**** Records shown
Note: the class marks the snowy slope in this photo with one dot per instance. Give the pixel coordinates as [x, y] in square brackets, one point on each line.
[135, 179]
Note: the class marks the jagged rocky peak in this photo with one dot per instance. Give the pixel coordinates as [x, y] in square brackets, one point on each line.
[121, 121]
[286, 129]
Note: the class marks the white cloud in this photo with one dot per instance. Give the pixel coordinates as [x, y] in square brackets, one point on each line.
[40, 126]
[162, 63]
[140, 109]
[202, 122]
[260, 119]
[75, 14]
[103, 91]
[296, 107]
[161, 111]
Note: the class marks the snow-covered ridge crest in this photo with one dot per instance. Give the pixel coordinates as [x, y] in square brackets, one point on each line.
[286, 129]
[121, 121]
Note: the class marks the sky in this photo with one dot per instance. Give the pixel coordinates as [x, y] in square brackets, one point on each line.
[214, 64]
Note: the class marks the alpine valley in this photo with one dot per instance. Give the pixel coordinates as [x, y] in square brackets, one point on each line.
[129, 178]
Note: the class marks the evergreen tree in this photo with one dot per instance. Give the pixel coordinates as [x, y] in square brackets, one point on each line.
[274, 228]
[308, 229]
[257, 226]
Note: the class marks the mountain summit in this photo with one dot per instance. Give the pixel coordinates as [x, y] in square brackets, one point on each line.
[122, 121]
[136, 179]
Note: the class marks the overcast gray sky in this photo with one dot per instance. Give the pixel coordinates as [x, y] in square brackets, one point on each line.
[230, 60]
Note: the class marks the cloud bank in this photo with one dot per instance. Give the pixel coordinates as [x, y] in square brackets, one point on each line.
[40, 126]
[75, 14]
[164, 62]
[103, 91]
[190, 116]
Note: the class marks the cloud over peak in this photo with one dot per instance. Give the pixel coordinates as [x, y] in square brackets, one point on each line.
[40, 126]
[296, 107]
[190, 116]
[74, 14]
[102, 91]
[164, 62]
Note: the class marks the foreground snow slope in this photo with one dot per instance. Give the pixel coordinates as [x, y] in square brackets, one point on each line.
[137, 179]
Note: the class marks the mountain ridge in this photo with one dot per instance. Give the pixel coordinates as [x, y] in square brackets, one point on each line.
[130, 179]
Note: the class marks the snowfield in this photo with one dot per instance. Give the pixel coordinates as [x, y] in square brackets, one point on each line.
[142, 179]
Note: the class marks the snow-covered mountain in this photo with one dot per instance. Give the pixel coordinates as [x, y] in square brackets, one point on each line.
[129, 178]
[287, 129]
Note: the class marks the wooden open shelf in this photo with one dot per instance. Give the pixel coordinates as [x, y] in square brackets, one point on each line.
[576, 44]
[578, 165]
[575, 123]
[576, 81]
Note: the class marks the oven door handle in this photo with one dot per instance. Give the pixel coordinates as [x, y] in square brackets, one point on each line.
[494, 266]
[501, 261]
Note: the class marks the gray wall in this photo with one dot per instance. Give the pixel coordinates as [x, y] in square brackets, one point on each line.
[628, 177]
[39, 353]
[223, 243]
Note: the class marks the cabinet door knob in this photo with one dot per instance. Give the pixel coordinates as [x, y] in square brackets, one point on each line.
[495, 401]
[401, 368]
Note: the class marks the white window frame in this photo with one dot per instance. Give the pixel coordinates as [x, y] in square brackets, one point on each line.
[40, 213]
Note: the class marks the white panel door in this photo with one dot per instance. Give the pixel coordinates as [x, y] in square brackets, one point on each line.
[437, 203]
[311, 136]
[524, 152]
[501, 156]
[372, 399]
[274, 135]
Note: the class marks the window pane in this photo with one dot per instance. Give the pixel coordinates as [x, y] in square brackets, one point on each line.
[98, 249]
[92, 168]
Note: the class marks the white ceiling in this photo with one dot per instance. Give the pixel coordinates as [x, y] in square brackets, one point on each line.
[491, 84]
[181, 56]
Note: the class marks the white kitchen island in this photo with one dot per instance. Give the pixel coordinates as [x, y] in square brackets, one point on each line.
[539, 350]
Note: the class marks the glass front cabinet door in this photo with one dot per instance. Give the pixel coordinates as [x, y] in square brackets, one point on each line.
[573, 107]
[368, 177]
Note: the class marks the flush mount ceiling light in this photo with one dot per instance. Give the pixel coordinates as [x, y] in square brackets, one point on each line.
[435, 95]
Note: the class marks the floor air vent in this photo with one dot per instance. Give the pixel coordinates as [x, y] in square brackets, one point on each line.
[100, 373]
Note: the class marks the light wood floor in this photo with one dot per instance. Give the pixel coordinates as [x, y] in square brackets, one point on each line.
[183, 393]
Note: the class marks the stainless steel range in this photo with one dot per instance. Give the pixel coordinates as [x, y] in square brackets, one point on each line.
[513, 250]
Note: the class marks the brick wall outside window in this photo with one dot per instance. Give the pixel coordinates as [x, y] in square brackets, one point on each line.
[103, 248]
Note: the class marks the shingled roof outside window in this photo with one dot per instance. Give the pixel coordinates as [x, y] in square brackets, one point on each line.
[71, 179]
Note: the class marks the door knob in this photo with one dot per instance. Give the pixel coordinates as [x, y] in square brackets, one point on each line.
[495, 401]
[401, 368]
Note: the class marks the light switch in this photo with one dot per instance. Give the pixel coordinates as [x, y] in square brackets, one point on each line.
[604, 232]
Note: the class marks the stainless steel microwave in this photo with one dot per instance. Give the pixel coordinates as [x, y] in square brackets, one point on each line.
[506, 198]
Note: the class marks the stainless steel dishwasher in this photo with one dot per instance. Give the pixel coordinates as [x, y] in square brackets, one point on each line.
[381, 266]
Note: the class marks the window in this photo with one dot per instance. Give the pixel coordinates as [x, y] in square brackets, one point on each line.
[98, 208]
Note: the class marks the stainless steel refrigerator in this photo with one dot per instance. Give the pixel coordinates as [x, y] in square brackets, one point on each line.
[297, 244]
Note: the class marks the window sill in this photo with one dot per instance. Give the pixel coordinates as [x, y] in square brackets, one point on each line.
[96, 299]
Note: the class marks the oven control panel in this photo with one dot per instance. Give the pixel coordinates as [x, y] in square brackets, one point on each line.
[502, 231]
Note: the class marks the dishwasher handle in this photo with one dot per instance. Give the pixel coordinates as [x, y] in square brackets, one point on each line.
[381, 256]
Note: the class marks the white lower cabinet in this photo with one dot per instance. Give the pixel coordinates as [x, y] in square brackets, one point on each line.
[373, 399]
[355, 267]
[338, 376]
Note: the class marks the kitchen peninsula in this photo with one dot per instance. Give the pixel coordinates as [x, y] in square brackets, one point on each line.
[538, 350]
********
Output all preceding records character for character.

Note: the class marks the snowy slope in this photo with one dot per instance. Give the pixel coordinates as [x, y] in square brackets, one point on each line.
[135, 179]
Note: the class marks the jagged rocky peak in this photo with one dot per instance. Give the pixel coordinates as [x, y] in square brackets, one point on each line.
[121, 121]
[286, 129]
Note: the class marks the white cloud in this photo with one dot per instance. Give the pixel coordinates as [x, y] in square brackets, one point on each line.
[40, 126]
[162, 63]
[140, 109]
[202, 122]
[260, 119]
[75, 14]
[103, 91]
[296, 107]
[161, 111]
Note: the class marks the snow-covered ridge crest in this photo with one dot per instance. Give the pixel coordinates as [x, y] in square brackets, one point on each line.
[286, 129]
[121, 121]
Note: the class marks the sky in this photo with one dot per instance. Give the pixel coordinates as [x, y] in square brackets, one point on each line.
[214, 64]
Note: the class marks the alpine valley in this photo with one dot per instance. Give the pixel coordinates as [x, y] in square brackets, one point on each line.
[129, 178]
Note: the class marks the evergreen tree in this photo with one dot per instance. Give the pixel coordinates as [x, y] in square brackets, one point on each line.
[274, 228]
[308, 229]
[257, 226]
Note: the class marks the mountain summit in this photo with one dot per instance. Give the pixel coordinates as [x, y] in square brackets, one point on each line.
[122, 121]
[136, 179]
Note: the class marks the overcast gray sky in this photo with one dot per instance. Give the pixel coordinates as [x, y] in square brackets, one point on each line.
[230, 60]
Note: the class marks the cloud bank in this photo with one dot per instance. Give the pixel coordinates as [x, y] in square brackets, one point on each line.
[40, 126]
[75, 14]
[164, 62]
[103, 91]
[190, 116]
Note: the class marks the cloud over peak in this photo with one dot per instance. Give the pixel coordinates as [x, y] in square brackets, one point on each line.
[40, 126]
[296, 107]
[190, 116]
[74, 14]
[102, 91]
[164, 62]
Note: the class marks the foreground snow slope in this photo with one dot per instance. Give the pixel coordinates as [x, y] in square brackets, one point on each line.
[137, 179]
Note: the class marks the mountain ridge in this photo with one dot per instance. Give the pixel coordinates as [x, y] in square brackets, one point on each line.
[130, 179]
Note: the class marks the snowfield in this photo with one dot per instance. Give the pixel coordinates as [x, y] in square brackets, one point on each line.
[142, 179]
Note: the class marks the snow-covered mountain in this photo with one dot per instance. Give the pixel coordinates as [x, y] in square brackets, one point on each line.
[129, 178]
[287, 129]
Note: the class marks the wooden open shelf in this photo with one dot per instance. Give the pixel coordinates as [x, y] in square brackets, one point on each line.
[576, 44]
[578, 165]
[575, 123]
[576, 81]
Note: the class marks the oven door handle in this photo with one dot per instance. Give the pixel coordinates as [x, y] in square brackets, one point on each line.
[494, 266]
[501, 261]
Note: the class marks the gray wall in this photo with one dot per instance. Give the pixel coordinates as [x, y] in square brackets, one point on each line.
[628, 177]
[39, 353]
[223, 243]
Note: the class marks the cabinet door knob in this photo with one dot per instance. Give the pixel coordinates as [x, y] in square brackets, one point on each line.
[495, 401]
[401, 368]
Note: the class marks the white window frame in this photo with one dot per instance. Give the pixel coordinates as [x, y] in square brackets, one point on each line.
[40, 213]
Note: the class marks the white panel door in this photo with one dot per instance. Give the pixel coordinates as [x, y] in square brackets, one point on each line.
[437, 203]
[311, 136]
[524, 152]
[501, 156]
[372, 399]
[274, 135]
Note: the class marks the window pane in this photo with one dot per instance. Give the pixel coordinates as [x, y] in square brackets, one point on each line.
[98, 249]
[92, 168]
Note: the class marks the white ceiling in this photo with one dot per instance. Give the pixel coordinates as [x, y] in square brackets, one point on each line.
[491, 84]
[181, 56]
Note: the class marks the white kitchen island in this photo with one dot per instance. Give the pixel coordinates as [x, y] in square brackets, one point on each line.
[539, 350]
Note: the class marks the glass front cabinet door in this photo with one dot per instance. Give the pixel coordinates as [x, y] in square brackets, one point on each line.
[573, 107]
[368, 177]
Note: the class marks the flush mount ceiling light in this photo with one dot per instance. Give the pixel coordinates as [x, y] in square brackets, one point on each line.
[435, 95]
Note: the class marks the floor air vent in this photo with one dot per instance. Give the pixel coordinates as [x, y] in square brackets, one point on each line.
[100, 373]
Note: the class marks the light wood floor in this photo with one dot per instance. Give the pixel coordinates as [x, y] in square brackets, one point on each line.
[183, 393]
Note: the class marks the stainless steel range in this photo with one dot per instance. Give the pixel coordinates as [x, y] in square brackets, one point on each line.
[513, 250]
Note: the class marks the brick wall outside window in this photo with one dot per instance. Give the pixel coordinates as [x, y] in square brackets, one point on each line.
[103, 248]
Note: the class marks the shingled roof outside window in this photo with one dot per instance. Give the pixel coordinates as [x, y] in square brackets, one point on each line.
[71, 179]
Note: the class marks the door knob in this photo with one dot per instance. Give the pixel coordinates as [x, y] in square brackets, one point on each line.
[495, 401]
[401, 368]
Note: the class marks the light switch in this photo with one dot per instance. Give the pixel coordinates as [x, y] in square brackets, one point on each line.
[604, 232]
Note: the class marks the stainless steel microwave in this photo with one dot per instance. Give the pixel coordinates as [x, y] in square brackets, one point on each line.
[506, 198]
Note: the class marks the stainless steel dishwasher in this photo with one dot per instance. Give the pixel coordinates as [x, y] in square brackets, one point on each line.
[381, 266]
Note: the class marks the window in this photo with one dot per instance. Give the pixel coordinates as [x, y] in square brackets, one point on each line.
[98, 208]
Note: the class marks the stainless steel refrigerator in this photo with one dot per instance. Give the pixel coordinates as [x, y] in square brackets, one point on each line.
[297, 244]
Note: the class marks the window sill in this photo with one dot per instance. Give the pixel coordinates as [x, y] in square brackets, one point on each line.
[96, 299]
Note: the class marks the oven control panel in this photo with one dot per instance. Give the pixel coordinates as [x, y] in square brackets, one point on each line.
[502, 231]
Note: the class marks the dishwasher handle in this photo with one dot per instance. Give the pixel coordinates as [x, y] in square brackets, one point on each line.
[381, 256]
Note: the class marks the white lower cabinet in this photo with one dot per instance. Give the pixel coordinates as [x, y] in square brackets, one point on each line.
[373, 399]
[355, 267]
[338, 376]
Note: the class marks the kitchen peninsula in this photo with one dot per instance. Give the pixel coordinates as [x, y] in square brackets, one point on each line.
[538, 350]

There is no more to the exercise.